_Work required:_ Only the lines from the line containing "Please locate the paved" to the end of the entries should be repeated, exactly as they appear.

►

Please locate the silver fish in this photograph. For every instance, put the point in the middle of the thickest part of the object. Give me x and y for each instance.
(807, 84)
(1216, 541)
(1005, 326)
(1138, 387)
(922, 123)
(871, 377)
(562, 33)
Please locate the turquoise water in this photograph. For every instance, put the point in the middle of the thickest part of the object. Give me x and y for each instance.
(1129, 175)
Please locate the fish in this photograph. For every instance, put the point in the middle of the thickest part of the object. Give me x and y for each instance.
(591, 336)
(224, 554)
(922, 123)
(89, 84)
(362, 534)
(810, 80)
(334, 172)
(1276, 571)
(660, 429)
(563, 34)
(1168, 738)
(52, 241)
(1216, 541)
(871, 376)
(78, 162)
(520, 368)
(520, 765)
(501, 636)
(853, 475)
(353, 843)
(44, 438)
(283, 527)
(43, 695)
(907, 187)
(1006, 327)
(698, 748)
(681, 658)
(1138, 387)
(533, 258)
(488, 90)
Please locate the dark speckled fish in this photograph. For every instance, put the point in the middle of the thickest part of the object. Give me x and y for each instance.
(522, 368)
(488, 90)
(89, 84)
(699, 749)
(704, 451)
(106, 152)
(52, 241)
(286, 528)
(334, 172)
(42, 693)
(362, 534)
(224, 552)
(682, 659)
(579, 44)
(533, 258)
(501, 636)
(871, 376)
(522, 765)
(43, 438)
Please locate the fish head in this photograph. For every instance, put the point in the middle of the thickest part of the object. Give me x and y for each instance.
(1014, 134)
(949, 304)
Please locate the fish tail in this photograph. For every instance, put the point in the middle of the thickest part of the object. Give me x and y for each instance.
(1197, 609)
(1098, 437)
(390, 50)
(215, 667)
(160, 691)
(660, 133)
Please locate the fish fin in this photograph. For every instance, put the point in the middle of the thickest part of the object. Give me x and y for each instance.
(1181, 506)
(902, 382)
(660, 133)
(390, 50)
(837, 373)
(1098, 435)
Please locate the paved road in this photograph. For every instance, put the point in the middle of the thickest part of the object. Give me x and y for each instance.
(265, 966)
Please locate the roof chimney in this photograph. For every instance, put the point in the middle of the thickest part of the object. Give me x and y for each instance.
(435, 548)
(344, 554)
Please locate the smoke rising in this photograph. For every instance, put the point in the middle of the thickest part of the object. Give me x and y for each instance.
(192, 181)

◄

_Result of the exercise:_
Please locate the paved road in this photograph. For every instance, put the point in the middle of the thickest part of the object. Give me x and y for each instance.
(265, 966)
Please locate the roof chimney in this photograph. For every instance, put the point in the middle of the thickest part of the object. Give me x and y for each instance.
(435, 548)
(344, 554)
Please locate the smoke rising in this photograph. For every instance, put the point in the middle of the thickest part of the object. Give me x and y for each instance.
(192, 181)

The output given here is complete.